Given information =
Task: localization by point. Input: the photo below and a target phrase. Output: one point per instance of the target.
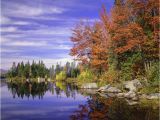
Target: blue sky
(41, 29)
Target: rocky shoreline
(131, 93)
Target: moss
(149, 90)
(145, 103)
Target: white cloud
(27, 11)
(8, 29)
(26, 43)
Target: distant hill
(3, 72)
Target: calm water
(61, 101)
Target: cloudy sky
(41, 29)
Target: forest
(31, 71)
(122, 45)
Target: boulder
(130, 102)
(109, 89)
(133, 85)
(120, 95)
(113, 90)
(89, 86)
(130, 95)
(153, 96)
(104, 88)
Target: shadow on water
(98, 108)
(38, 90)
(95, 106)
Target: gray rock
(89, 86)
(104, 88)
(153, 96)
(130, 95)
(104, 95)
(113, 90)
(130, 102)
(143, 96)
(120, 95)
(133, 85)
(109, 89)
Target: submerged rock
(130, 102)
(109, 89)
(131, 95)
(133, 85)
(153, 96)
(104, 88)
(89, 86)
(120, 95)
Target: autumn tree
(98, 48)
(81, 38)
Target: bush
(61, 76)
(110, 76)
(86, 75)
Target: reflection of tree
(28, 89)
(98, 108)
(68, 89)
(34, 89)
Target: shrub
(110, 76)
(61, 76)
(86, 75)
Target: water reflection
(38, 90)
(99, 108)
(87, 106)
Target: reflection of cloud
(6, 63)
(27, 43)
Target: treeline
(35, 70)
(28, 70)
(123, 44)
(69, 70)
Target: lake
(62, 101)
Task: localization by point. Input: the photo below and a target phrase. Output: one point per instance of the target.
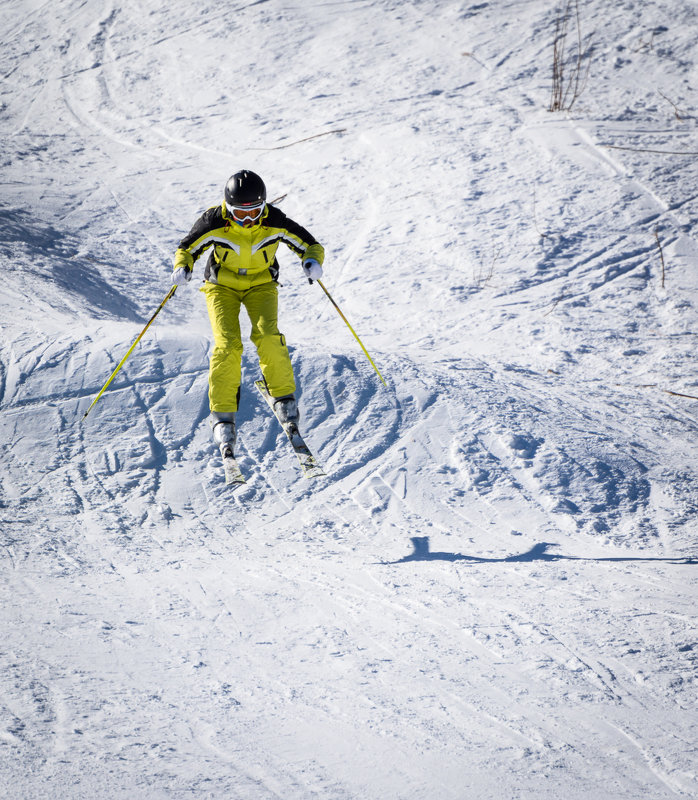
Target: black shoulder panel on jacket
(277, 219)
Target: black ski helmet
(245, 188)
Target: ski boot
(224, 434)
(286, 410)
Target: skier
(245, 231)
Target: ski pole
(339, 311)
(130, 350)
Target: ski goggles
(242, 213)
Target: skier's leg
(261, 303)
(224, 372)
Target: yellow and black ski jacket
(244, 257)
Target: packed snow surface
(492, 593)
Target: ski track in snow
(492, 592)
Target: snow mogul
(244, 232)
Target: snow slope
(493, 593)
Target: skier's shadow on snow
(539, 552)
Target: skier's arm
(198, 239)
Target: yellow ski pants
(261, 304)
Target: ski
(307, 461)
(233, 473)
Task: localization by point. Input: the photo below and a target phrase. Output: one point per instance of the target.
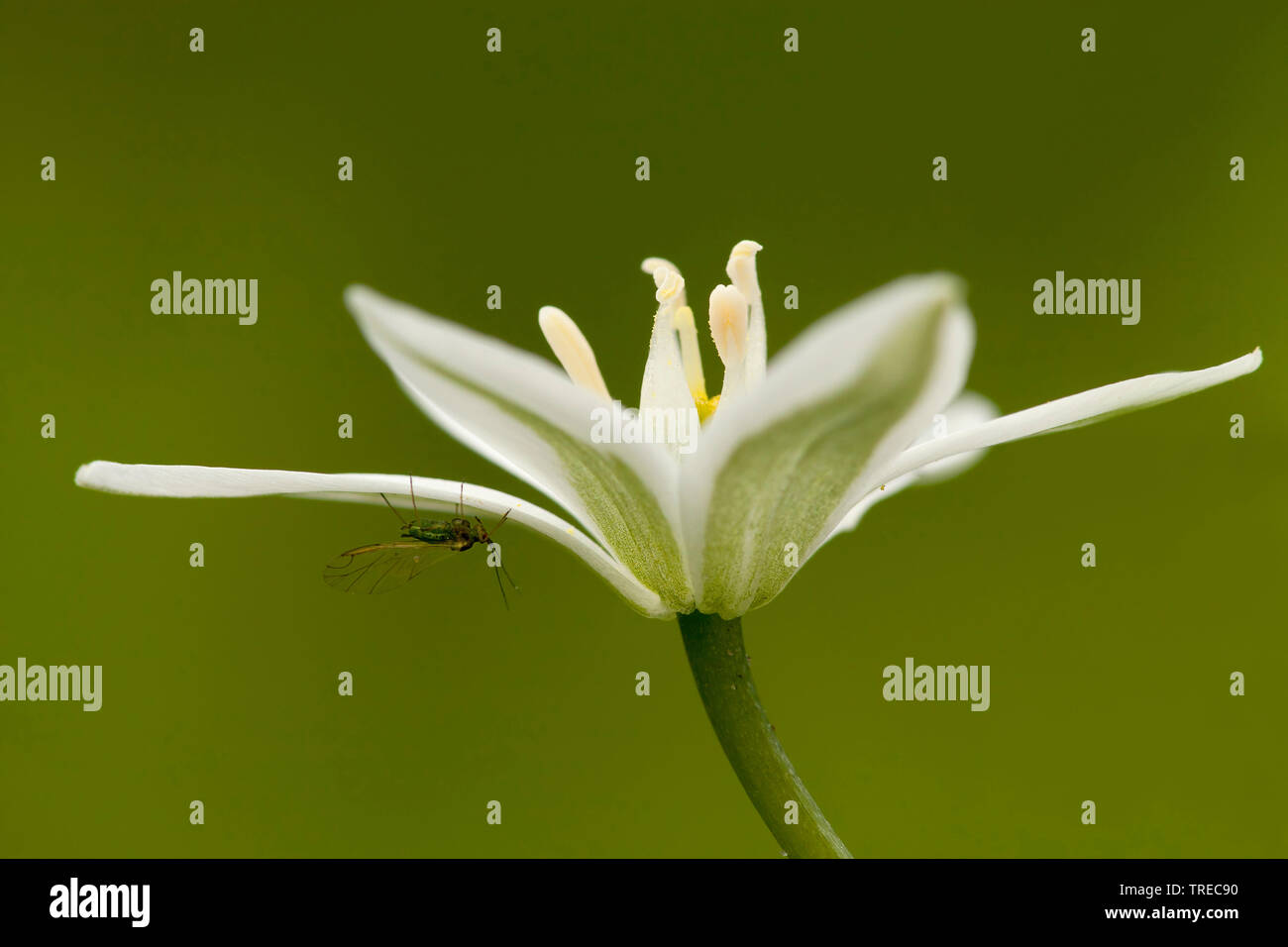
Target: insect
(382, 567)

Goal of the exercise =
Reproduce all of the rows above, substituting "point localization" for "localization by point" wherever it occurs and leaving every other line unchanged. Leave out the pictures.

Problem solution =
Task: point localization. Input: the photo below and a target phrase. Output: one point per instance of the target.
Target: blue sky
(41, 29)
Target: rocky shoreline
(131, 93)
Target: moss
(149, 90)
(145, 103)
Target: white cloud
(27, 11)
(8, 29)
(26, 43)
Target: distant hill
(3, 72)
Target: calm water
(61, 101)
Target: cloudy sky
(41, 29)
Target: forest
(31, 71)
(122, 45)
Target: boulder
(130, 102)
(109, 89)
(133, 85)
(120, 95)
(113, 90)
(89, 86)
(130, 95)
(153, 96)
(104, 88)
Target: shadow on water
(98, 108)
(38, 90)
(95, 106)
Target: gray rock
(89, 86)
(104, 88)
(153, 96)
(130, 95)
(104, 95)
(113, 90)
(130, 102)
(143, 96)
(120, 95)
(133, 85)
(109, 89)
Target: submerged rock
(130, 102)
(109, 89)
(131, 95)
(133, 85)
(153, 96)
(104, 88)
(89, 86)
(120, 95)
Target: autumn tree
(98, 48)
(81, 38)
Target: bush
(61, 76)
(110, 76)
(86, 75)
Target: reflection of tree
(28, 89)
(98, 108)
(68, 89)
(34, 89)
Target: shrub
(110, 76)
(61, 76)
(86, 75)
Target: water reflection
(38, 90)
(99, 108)
(87, 106)
Target: reflection of cloud
(6, 63)
(27, 43)
Target: treeline
(35, 70)
(28, 70)
(123, 44)
(69, 70)
Target: lake
(62, 101)
Task: point localization. Input: the photo below and a target phrase. Output: one point per instance of the target.
Target: black shoulder panel on jacket
(277, 219)
Target: black ski helmet
(245, 188)
Target: ski boot
(224, 434)
(286, 410)
Target: skier
(245, 231)
Target: ski pole
(339, 311)
(130, 350)
Target: ski goggles
(242, 213)
Target: skier's leg
(261, 303)
(224, 372)
Target: yellow and black ski jacket
(244, 257)
Target: packed snow surface
(492, 593)
Target: ski track in snow
(492, 592)
Target: snow mogul
(244, 232)
Target: snow slope
(493, 593)
Target: skier's shadow on snow
(539, 552)
Target: skier's arm
(198, 239)
Target: yellow ski pants
(261, 304)
Target: ski
(307, 461)
(233, 473)
Task: point localization. Input: the photo below and a target phrase. Output: one point per instance of the target.
Target: insect
(382, 567)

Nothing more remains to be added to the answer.